#### DATA SHOWN ####

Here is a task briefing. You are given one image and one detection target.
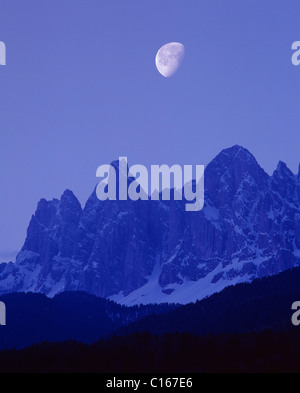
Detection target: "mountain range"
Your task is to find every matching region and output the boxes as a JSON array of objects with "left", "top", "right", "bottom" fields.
[
  {"left": 1, "top": 145, "right": 300, "bottom": 304},
  {"left": 0, "top": 264, "right": 299, "bottom": 351}
]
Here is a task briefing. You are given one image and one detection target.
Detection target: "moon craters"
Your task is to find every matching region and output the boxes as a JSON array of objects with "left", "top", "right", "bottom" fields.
[{"left": 155, "top": 42, "right": 185, "bottom": 78}]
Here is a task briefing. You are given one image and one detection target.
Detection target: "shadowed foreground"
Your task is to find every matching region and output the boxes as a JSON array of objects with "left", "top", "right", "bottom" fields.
[{"left": 1, "top": 330, "right": 300, "bottom": 373}]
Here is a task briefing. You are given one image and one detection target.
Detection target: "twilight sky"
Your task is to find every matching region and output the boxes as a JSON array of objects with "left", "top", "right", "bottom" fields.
[{"left": 1, "top": 0, "right": 300, "bottom": 261}]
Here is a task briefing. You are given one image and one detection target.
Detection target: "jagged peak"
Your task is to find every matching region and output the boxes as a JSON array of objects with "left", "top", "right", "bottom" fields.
[
  {"left": 273, "top": 160, "right": 294, "bottom": 178},
  {"left": 109, "top": 158, "right": 131, "bottom": 179},
  {"left": 206, "top": 145, "right": 267, "bottom": 179},
  {"left": 61, "top": 189, "right": 81, "bottom": 205},
  {"left": 110, "top": 159, "right": 120, "bottom": 170},
  {"left": 61, "top": 189, "right": 76, "bottom": 199},
  {"left": 276, "top": 160, "right": 288, "bottom": 170},
  {"left": 220, "top": 144, "right": 249, "bottom": 156},
  {"left": 221, "top": 145, "right": 260, "bottom": 165},
  {"left": 36, "top": 197, "right": 59, "bottom": 209},
  {"left": 59, "top": 189, "right": 82, "bottom": 216},
  {"left": 209, "top": 145, "right": 259, "bottom": 167},
  {"left": 34, "top": 190, "right": 82, "bottom": 219}
]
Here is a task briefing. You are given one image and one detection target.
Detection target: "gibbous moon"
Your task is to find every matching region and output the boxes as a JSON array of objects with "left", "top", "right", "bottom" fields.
[{"left": 155, "top": 42, "right": 185, "bottom": 78}]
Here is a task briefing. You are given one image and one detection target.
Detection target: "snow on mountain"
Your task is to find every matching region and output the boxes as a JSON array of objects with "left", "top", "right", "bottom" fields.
[{"left": 1, "top": 145, "right": 300, "bottom": 304}]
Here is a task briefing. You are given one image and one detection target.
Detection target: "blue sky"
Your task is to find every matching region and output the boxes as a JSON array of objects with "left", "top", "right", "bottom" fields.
[{"left": 1, "top": 0, "right": 300, "bottom": 261}]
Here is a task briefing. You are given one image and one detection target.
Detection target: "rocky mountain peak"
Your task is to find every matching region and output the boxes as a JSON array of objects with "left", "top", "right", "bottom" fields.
[
  {"left": 1, "top": 146, "right": 300, "bottom": 304},
  {"left": 205, "top": 145, "right": 268, "bottom": 209},
  {"left": 274, "top": 160, "right": 294, "bottom": 177}
]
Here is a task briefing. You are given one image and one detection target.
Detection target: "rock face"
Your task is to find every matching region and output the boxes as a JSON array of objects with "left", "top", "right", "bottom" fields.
[
  {"left": 0, "top": 145, "right": 300, "bottom": 304},
  {"left": 0, "top": 190, "right": 82, "bottom": 296}
]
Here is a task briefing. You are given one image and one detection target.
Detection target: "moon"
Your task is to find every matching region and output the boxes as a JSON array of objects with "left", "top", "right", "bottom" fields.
[{"left": 155, "top": 42, "right": 185, "bottom": 78}]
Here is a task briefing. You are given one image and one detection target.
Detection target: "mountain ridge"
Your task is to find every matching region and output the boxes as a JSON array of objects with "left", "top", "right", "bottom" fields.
[
  {"left": 1, "top": 263, "right": 300, "bottom": 351},
  {"left": 1, "top": 145, "right": 300, "bottom": 304}
]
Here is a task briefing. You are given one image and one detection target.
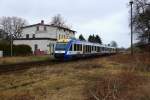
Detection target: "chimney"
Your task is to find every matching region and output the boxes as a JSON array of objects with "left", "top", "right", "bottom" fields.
[{"left": 41, "top": 20, "right": 44, "bottom": 24}]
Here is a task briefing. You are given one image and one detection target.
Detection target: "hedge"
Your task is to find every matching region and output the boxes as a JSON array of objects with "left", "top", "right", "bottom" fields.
[{"left": 0, "top": 43, "right": 32, "bottom": 56}]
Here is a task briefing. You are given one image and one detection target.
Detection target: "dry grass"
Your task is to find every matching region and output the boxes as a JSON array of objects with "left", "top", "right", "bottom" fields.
[
  {"left": 0, "top": 55, "right": 51, "bottom": 65},
  {"left": 84, "top": 70, "right": 150, "bottom": 100},
  {"left": 108, "top": 53, "right": 150, "bottom": 72},
  {"left": 0, "top": 53, "right": 149, "bottom": 100}
]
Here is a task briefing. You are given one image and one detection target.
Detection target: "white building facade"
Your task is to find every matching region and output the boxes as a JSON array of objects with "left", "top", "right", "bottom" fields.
[{"left": 13, "top": 20, "right": 76, "bottom": 55}]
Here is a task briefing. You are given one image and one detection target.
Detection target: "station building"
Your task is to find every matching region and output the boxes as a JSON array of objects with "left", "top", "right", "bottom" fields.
[{"left": 13, "top": 20, "right": 76, "bottom": 55}]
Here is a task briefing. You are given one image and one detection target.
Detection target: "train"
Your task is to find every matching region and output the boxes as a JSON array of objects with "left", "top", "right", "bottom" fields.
[{"left": 54, "top": 39, "right": 117, "bottom": 60}]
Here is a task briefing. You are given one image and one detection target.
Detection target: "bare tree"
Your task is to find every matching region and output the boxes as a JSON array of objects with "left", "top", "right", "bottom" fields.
[
  {"left": 132, "top": 0, "right": 150, "bottom": 44},
  {"left": 50, "top": 14, "right": 71, "bottom": 29},
  {"left": 110, "top": 41, "right": 118, "bottom": 48},
  {"left": 0, "top": 16, "right": 28, "bottom": 38}
]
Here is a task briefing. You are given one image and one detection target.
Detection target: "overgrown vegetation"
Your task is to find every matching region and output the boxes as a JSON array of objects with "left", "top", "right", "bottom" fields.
[
  {"left": 84, "top": 71, "right": 149, "bottom": 100},
  {"left": 13, "top": 45, "right": 32, "bottom": 56},
  {"left": 0, "top": 53, "right": 149, "bottom": 100},
  {"left": 132, "top": 0, "right": 150, "bottom": 44},
  {"left": 0, "top": 43, "right": 32, "bottom": 56}
]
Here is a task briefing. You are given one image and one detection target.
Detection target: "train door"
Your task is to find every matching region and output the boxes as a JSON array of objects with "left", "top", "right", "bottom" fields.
[
  {"left": 83, "top": 45, "right": 86, "bottom": 54},
  {"left": 48, "top": 43, "right": 55, "bottom": 55}
]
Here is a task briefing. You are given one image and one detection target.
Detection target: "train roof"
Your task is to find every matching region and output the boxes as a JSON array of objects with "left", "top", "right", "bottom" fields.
[
  {"left": 57, "top": 39, "right": 116, "bottom": 49},
  {"left": 70, "top": 39, "right": 116, "bottom": 48}
]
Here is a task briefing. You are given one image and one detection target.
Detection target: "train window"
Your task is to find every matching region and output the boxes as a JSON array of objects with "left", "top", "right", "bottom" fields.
[
  {"left": 97, "top": 47, "right": 100, "bottom": 52},
  {"left": 96, "top": 46, "right": 97, "bottom": 52},
  {"left": 86, "top": 46, "right": 87, "bottom": 52},
  {"left": 97, "top": 47, "right": 99, "bottom": 52},
  {"left": 102, "top": 47, "right": 104, "bottom": 51},
  {"left": 78, "top": 44, "right": 79, "bottom": 51},
  {"left": 79, "top": 44, "right": 82, "bottom": 51},
  {"left": 83, "top": 45, "right": 85, "bottom": 52},
  {"left": 89, "top": 45, "right": 90, "bottom": 52},
  {"left": 74, "top": 44, "right": 82, "bottom": 51},
  {"left": 76, "top": 44, "right": 79, "bottom": 51},
  {"left": 78, "top": 44, "right": 80, "bottom": 51},
  {"left": 99, "top": 47, "right": 101, "bottom": 52},
  {"left": 84, "top": 45, "right": 86, "bottom": 52},
  {"left": 92, "top": 46, "right": 94, "bottom": 51},
  {"left": 86, "top": 45, "right": 88, "bottom": 52},
  {"left": 55, "top": 43, "right": 67, "bottom": 50},
  {"left": 74, "top": 44, "right": 77, "bottom": 51}
]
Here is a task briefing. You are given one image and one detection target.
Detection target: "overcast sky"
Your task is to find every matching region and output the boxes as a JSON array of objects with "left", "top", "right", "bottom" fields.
[{"left": 0, "top": 0, "right": 131, "bottom": 48}]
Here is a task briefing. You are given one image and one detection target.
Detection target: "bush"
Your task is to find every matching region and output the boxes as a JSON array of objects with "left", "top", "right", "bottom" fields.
[
  {"left": 0, "top": 43, "right": 11, "bottom": 56},
  {"left": 13, "top": 45, "right": 32, "bottom": 56},
  {"left": 0, "top": 43, "right": 32, "bottom": 56}
]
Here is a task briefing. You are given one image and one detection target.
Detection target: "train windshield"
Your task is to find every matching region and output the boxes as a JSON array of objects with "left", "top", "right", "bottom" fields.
[{"left": 55, "top": 43, "right": 67, "bottom": 50}]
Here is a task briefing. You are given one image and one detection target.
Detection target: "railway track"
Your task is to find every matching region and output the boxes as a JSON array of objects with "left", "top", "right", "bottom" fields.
[
  {"left": 0, "top": 55, "right": 112, "bottom": 74},
  {"left": 0, "top": 58, "right": 86, "bottom": 74},
  {"left": 0, "top": 59, "right": 62, "bottom": 74}
]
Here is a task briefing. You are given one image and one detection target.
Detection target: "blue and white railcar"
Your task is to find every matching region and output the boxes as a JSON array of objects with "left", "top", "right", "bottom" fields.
[{"left": 54, "top": 39, "right": 116, "bottom": 60}]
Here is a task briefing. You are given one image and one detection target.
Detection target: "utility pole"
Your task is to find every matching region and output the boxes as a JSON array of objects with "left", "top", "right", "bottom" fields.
[
  {"left": 145, "top": 4, "right": 150, "bottom": 44},
  {"left": 130, "top": 0, "right": 133, "bottom": 55},
  {"left": 10, "top": 32, "right": 13, "bottom": 57}
]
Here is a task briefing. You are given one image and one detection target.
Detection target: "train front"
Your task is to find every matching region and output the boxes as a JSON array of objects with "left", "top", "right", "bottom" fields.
[
  {"left": 54, "top": 42, "right": 67, "bottom": 59},
  {"left": 54, "top": 39, "right": 71, "bottom": 59}
]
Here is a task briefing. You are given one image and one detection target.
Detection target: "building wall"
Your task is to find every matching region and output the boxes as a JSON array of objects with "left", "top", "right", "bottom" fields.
[
  {"left": 21, "top": 25, "right": 75, "bottom": 40},
  {"left": 13, "top": 40, "right": 56, "bottom": 54}
]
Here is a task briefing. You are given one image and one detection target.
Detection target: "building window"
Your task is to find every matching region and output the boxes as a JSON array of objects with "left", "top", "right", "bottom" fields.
[
  {"left": 37, "top": 26, "right": 39, "bottom": 31},
  {"left": 26, "top": 34, "right": 29, "bottom": 38},
  {"left": 34, "top": 44, "right": 38, "bottom": 51},
  {"left": 33, "top": 34, "right": 35, "bottom": 38},
  {"left": 59, "top": 34, "right": 61, "bottom": 39},
  {"left": 64, "top": 35, "right": 65, "bottom": 39},
  {"left": 44, "top": 26, "right": 47, "bottom": 31}
]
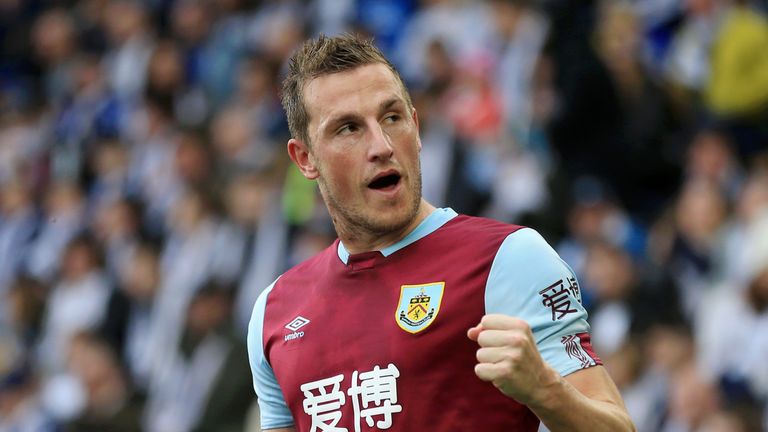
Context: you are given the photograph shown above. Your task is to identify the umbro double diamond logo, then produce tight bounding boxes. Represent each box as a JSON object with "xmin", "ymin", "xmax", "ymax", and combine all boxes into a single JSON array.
[{"xmin": 284, "ymin": 316, "xmax": 310, "ymax": 341}]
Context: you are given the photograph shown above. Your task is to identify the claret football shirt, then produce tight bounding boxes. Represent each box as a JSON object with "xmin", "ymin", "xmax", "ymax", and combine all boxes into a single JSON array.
[{"xmin": 248, "ymin": 208, "xmax": 600, "ymax": 431}]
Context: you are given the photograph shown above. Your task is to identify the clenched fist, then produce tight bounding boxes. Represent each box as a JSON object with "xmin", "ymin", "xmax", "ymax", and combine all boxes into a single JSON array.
[{"xmin": 467, "ymin": 314, "xmax": 561, "ymax": 406}]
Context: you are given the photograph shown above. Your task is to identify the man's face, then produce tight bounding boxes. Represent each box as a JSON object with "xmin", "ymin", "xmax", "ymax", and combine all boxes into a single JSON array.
[{"xmin": 292, "ymin": 63, "xmax": 423, "ymax": 238}]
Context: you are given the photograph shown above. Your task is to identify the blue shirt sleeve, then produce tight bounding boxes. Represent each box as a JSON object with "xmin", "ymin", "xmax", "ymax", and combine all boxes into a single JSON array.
[
  {"xmin": 247, "ymin": 278, "xmax": 295, "ymax": 429},
  {"xmin": 485, "ymin": 228, "xmax": 601, "ymax": 377}
]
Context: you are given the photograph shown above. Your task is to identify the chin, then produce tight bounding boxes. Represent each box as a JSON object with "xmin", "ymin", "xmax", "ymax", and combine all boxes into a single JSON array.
[
  {"xmin": 367, "ymin": 212, "xmax": 412, "ymax": 233},
  {"xmin": 324, "ymin": 179, "xmax": 422, "ymax": 237},
  {"xmin": 366, "ymin": 199, "xmax": 420, "ymax": 233}
]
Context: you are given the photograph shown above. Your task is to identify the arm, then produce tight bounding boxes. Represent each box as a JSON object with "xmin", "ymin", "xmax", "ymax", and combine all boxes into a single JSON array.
[
  {"xmin": 475, "ymin": 228, "xmax": 634, "ymax": 431},
  {"xmin": 545, "ymin": 366, "xmax": 632, "ymax": 431},
  {"xmin": 468, "ymin": 315, "xmax": 634, "ymax": 432},
  {"xmin": 264, "ymin": 428, "xmax": 295, "ymax": 432}
]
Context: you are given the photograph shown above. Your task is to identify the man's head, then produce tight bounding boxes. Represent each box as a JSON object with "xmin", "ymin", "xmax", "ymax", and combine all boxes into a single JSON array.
[
  {"xmin": 283, "ymin": 34, "xmax": 426, "ymax": 249},
  {"xmin": 282, "ymin": 34, "xmax": 413, "ymax": 147}
]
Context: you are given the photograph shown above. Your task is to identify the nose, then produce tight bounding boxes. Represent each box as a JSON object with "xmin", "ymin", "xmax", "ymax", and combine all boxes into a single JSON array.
[{"xmin": 366, "ymin": 122, "xmax": 394, "ymax": 162}]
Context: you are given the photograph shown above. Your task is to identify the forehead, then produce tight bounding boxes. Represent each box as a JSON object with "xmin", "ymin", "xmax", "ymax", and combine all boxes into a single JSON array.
[{"xmin": 303, "ymin": 64, "xmax": 406, "ymax": 132}]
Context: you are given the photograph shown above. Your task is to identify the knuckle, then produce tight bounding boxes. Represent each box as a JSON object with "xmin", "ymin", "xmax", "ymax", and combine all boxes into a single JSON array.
[
  {"xmin": 506, "ymin": 349, "xmax": 521, "ymax": 363},
  {"xmin": 512, "ymin": 318, "xmax": 530, "ymax": 331},
  {"xmin": 500, "ymin": 362, "xmax": 515, "ymax": 376},
  {"xmin": 505, "ymin": 332, "xmax": 526, "ymax": 347},
  {"xmin": 500, "ymin": 350, "xmax": 518, "ymax": 366},
  {"xmin": 476, "ymin": 332, "xmax": 490, "ymax": 346},
  {"xmin": 475, "ymin": 364, "xmax": 493, "ymax": 381},
  {"xmin": 475, "ymin": 348, "xmax": 486, "ymax": 362}
]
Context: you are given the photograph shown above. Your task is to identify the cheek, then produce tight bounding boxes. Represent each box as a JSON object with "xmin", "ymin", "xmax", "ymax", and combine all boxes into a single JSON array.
[
  {"xmin": 402, "ymin": 138, "xmax": 422, "ymax": 169},
  {"xmin": 318, "ymin": 156, "xmax": 358, "ymax": 193}
]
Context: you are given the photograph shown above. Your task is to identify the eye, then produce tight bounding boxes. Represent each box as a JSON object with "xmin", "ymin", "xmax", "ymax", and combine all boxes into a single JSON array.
[
  {"xmin": 337, "ymin": 123, "xmax": 359, "ymax": 136},
  {"xmin": 383, "ymin": 114, "xmax": 400, "ymax": 124}
]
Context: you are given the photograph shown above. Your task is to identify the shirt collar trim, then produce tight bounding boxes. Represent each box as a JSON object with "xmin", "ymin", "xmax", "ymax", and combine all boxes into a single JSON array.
[{"xmin": 337, "ymin": 207, "xmax": 458, "ymax": 265}]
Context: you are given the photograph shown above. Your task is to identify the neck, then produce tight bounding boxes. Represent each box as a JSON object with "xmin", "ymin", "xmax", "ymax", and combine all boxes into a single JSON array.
[{"xmin": 339, "ymin": 200, "xmax": 436, "ymax": 255}]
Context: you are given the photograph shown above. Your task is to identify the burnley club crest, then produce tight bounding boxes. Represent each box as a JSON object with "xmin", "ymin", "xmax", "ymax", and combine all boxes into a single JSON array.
[{"xmin": 396, "ymin": 282, "xmax": 445, "ymax": 334}]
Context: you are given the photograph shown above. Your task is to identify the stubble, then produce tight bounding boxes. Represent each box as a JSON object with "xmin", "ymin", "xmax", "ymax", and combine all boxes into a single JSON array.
[{"xmin": 319, "ymin": 160, "xmax": 423, "ymax": 244}]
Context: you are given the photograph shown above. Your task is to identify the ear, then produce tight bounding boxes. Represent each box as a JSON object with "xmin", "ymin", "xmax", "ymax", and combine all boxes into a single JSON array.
[
  {"xmin": 287, "ymin": 138, "xmax": 320, "ymax": 180},
  {"xmin": 411, "ymin": 108, "xmax": 422, "ymax": 151}
]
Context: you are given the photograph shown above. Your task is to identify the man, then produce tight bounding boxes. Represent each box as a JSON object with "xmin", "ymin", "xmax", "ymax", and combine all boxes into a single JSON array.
[{"xmin": 247, "ymin": 34, "xmax": 635, "ymax": 432}]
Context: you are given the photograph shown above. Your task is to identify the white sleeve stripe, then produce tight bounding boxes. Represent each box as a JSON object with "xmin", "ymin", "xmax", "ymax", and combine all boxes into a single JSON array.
[{"xmin": 247, "ymin": 277, "xmax": 294, "ymax": 428}]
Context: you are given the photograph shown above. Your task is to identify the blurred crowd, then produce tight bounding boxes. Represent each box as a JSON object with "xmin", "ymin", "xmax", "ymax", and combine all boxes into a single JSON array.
[{"xmin": 1, "ymin": 0, "xmax": 768, "ymax": 431}]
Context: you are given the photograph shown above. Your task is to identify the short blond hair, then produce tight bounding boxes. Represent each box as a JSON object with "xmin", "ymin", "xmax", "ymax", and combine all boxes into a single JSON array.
[{"xmin": 281, "ymin": 34, "xmax": 412, "ymax": 145}]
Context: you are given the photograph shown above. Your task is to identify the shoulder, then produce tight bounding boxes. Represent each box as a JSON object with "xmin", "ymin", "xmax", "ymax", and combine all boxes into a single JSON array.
[
  {"xmin": 270, "ymin": 240, "xmax": 340, "ymax": 294},
  {"xmin": 493, "ymin": 227, "xmax": 561, "ymax": 264},
  {"xmin": 445, "ymin": 214, "xmax": 526, "ymax": 238},
  {"xmin": 249, "ymin": 241, "xmax": 341, "ymax": 345},
  {"xmin": 430, "ymin": 214, "xmax": 527, "ymax": 253},
  {"xmin": 247, "ymin": 278, "xmax": 280, "ymax": 356},
  {"xmin": 485, "ymin": 227, "xmax": 583, "ymax": 320},
  {"xmin": 486, "ymin": 227, "xmax": 574, "ymax": 300}
]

####

### REQUIREMENT
If a line in the records above holds the string "building", copy it.

### OUTPUT BELOW
Detection target: "white building facade"
Detection target: "station building"
Detection target: "building wall"
Detection target: "building window"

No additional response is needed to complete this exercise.